[Passage]
Central to the issue of symmetry, the complex-valued Maxwell Eqs. 2.1, like Eqs. 1.2, clearly exhibit increased symmetry when compared to the original Maxwell equations, the difference relative to Eqs. 1.2 being that the additional terms in Eqs. 2.1b, 2.1c are imaginary rather than real valued and thus do not contradict existing experimental data. This increase in symmetry is manifest as an electromagnetic duality transformation involving the electric and magnetic fields of the complex-valued Maxwell equations given by

$\begin{array}{cccc}{\mathit{E}}^{\prime }=c\mathit{B},& {\mathit{B}}^{\prime }=-\frac{1}{c}\mathit{E},& {\rho }^{\prime }=i\rho ,& {\mathit{J}}^{\prime }=i\mathit{J}\end{array}(2.8)$

under which Eqs. 2.1 are invariant. As an example, when this duality transformation is applied to Eq. 2.1a, it gives

$\nabla \cdot {\mathit{E}}^{\prime }=c\nabla \cdot \mathit{B}=i{c}^2{\mu }_0\rho =i{c}^2{\mu }_0\left(-i{\rho }^{\prime }\right)=\frac{1}{{ϵ}_0}{\rho }^{\prime }(2.9)$

where $c^2={\left({ϵ}_0{\mu }_0\right)}^{-1}$ is used on the last step. Analogous results occur when this transformation is applied to the remaining Eqs. 2.1.

[Challenges]
**a)** In the passage on the complex-valued Maxwell equations, why do the additional terms in Eqs. 2.1b and 2.1c not contradict existing experimental data?
**b)** Transcribe the part of the Maxwell equations passage starting with "under which Eqs." and going on through "remaining Eqs. 2.1.".
The material that comes next has no connection to the passage on the complex-valued Maxwell equations.

[Information given]
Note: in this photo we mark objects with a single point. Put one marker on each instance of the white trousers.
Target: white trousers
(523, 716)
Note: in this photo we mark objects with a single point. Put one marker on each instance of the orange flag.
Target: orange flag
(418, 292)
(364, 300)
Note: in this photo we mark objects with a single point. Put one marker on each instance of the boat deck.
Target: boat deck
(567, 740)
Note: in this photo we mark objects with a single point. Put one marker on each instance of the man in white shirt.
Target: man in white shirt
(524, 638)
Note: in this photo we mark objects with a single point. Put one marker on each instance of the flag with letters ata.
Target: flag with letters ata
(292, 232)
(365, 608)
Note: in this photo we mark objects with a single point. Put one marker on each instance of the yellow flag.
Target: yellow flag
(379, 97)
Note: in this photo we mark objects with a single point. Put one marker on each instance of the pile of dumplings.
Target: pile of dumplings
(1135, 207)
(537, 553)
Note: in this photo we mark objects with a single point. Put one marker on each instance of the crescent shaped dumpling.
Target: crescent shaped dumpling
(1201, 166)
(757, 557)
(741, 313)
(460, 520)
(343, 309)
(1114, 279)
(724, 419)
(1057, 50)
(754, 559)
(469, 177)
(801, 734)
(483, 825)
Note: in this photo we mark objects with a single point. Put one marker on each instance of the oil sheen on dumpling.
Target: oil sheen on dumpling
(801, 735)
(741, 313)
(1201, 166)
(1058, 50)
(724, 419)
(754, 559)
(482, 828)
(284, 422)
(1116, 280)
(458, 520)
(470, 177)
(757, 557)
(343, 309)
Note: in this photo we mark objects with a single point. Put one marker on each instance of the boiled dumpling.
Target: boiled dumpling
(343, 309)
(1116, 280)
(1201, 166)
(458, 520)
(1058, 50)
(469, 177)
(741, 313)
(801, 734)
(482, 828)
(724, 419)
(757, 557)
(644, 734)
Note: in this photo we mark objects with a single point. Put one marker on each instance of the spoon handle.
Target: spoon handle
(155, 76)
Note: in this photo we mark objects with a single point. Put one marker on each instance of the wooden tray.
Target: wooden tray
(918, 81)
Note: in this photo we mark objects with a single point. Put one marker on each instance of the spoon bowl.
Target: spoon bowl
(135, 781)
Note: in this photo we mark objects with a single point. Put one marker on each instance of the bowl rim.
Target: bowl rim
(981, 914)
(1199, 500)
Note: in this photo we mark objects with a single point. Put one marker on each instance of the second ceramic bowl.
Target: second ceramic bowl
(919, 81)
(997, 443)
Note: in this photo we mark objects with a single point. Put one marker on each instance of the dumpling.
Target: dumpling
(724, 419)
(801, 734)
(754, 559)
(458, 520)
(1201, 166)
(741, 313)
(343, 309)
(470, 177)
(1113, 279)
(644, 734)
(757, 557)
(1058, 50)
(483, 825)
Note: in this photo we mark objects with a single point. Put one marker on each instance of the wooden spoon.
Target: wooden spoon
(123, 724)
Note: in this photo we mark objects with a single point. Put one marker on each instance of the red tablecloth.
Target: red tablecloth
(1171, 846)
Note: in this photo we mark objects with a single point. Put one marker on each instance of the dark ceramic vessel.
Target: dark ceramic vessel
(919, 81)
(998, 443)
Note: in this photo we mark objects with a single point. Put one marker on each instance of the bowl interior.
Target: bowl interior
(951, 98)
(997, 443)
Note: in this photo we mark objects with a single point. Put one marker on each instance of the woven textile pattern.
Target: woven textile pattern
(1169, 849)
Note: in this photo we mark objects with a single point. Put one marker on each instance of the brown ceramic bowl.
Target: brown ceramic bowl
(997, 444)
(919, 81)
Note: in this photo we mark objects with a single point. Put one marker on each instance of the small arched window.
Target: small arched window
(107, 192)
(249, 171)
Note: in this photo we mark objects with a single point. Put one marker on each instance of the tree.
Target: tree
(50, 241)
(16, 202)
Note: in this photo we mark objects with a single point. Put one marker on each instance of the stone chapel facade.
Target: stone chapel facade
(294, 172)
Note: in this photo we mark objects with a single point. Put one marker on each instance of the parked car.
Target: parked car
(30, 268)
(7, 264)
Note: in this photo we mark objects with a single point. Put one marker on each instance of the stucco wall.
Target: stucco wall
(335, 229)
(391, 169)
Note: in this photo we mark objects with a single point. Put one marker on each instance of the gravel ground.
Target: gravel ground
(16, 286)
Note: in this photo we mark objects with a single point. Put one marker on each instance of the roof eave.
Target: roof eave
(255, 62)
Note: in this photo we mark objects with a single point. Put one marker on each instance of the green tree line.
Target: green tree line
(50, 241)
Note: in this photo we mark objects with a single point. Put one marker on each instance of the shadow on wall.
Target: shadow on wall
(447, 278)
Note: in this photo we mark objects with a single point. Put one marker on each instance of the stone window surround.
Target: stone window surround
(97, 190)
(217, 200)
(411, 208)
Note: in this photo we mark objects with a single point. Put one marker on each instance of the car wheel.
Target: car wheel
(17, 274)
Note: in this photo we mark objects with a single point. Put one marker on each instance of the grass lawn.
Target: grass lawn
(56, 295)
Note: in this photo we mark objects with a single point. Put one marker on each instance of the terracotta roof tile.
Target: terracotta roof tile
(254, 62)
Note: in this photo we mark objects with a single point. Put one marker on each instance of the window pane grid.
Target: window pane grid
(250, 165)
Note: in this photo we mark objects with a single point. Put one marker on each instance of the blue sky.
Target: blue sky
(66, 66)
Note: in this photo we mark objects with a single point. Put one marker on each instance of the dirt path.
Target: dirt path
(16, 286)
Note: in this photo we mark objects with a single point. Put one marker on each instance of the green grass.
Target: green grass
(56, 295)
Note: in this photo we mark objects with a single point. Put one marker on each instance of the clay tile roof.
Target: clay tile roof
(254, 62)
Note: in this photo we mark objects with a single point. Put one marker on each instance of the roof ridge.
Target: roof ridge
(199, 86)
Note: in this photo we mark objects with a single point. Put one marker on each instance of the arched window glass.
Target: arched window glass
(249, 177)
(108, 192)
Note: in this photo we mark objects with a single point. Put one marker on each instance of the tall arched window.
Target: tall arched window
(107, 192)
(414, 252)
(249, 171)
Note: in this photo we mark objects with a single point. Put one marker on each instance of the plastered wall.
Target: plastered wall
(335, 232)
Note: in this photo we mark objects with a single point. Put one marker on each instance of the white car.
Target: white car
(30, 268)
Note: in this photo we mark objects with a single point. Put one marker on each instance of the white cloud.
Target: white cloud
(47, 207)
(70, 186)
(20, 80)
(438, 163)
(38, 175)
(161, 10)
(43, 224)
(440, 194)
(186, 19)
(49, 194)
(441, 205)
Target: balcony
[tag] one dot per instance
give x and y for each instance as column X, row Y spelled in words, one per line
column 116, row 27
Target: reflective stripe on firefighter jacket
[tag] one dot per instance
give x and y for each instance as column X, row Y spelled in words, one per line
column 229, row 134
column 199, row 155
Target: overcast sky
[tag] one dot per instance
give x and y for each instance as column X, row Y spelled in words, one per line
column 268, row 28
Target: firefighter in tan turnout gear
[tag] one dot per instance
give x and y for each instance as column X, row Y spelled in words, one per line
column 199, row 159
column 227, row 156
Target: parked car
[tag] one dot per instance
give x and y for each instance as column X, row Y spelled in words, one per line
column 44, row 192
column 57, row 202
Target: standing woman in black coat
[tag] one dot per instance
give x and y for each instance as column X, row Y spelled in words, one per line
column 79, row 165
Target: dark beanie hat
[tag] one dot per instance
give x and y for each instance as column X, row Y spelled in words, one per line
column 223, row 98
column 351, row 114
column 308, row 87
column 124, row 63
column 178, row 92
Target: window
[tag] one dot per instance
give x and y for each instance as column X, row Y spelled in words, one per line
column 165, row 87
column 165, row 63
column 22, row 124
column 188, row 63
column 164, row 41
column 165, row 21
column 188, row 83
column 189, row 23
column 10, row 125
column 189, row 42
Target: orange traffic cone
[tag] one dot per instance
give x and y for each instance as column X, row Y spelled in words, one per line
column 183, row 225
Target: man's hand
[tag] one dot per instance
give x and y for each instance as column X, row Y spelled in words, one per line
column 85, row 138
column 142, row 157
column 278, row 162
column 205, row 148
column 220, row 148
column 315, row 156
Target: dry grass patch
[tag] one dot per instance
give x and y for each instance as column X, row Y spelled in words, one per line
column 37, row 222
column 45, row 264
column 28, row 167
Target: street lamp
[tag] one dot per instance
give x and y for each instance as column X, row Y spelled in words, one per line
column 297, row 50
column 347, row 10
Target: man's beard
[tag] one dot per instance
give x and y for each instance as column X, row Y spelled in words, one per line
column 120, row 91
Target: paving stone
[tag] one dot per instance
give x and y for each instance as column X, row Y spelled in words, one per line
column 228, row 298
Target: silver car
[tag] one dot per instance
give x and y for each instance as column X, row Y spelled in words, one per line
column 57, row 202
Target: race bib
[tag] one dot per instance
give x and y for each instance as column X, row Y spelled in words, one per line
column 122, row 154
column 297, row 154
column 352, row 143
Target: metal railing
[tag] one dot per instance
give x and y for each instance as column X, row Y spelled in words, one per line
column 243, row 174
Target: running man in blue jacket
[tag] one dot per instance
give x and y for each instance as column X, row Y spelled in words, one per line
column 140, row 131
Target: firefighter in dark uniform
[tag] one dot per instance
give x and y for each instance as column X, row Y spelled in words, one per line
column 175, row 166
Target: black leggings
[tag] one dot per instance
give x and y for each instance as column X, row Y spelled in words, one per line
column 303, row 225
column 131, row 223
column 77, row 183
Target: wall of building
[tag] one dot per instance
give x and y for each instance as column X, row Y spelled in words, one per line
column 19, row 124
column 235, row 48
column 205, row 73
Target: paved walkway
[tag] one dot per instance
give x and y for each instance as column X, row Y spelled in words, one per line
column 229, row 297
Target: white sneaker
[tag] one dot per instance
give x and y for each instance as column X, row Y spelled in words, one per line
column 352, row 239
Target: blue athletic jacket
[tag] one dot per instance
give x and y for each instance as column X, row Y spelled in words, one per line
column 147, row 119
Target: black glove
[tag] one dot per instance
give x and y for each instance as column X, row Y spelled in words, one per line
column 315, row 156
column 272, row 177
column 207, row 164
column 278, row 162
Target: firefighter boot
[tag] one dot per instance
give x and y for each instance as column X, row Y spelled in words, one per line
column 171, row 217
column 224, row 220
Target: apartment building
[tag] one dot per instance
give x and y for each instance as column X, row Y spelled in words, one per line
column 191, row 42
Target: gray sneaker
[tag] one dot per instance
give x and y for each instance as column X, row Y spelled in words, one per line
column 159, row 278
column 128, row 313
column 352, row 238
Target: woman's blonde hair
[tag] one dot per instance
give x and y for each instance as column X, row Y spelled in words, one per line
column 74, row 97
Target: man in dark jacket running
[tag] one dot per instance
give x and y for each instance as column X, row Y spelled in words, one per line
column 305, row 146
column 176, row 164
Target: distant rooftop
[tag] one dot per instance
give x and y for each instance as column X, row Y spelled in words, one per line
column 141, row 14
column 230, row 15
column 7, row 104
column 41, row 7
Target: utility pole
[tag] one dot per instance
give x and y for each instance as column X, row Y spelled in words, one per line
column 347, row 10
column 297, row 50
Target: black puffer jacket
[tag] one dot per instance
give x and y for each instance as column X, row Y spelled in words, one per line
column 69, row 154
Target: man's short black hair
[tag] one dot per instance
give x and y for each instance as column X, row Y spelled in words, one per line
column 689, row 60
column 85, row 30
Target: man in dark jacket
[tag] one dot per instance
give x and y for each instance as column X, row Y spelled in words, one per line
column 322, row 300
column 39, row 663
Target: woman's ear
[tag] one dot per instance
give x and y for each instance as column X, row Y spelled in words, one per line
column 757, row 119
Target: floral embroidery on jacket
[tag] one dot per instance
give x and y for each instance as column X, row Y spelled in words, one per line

[Answers to each task]
**a)** They are imaginary rather than real valued.

**b)**
under which Eqs. 2.1 are invariant. As an example, when this duality transformation is applied to Eq. 2.1a, it gives

$\nabla \cdot {\mathit{E}}^{\prime }=c\nabla \cdot \mathit{B}=i{c}^2{\mu }_0\rho =i{c}^2{\mu }_0\left(-i{\rho }^{\prime }\right)=\frac{1}{{ϵ}_0}{\rho }^{\prime }(2.9)$

where $c^2={\left({ϵ}_0{\mu }_0\right)}^{-1}$ is used on the last step. Analogous results occur when this transformation is applied to the remaining Eqs. 2.1.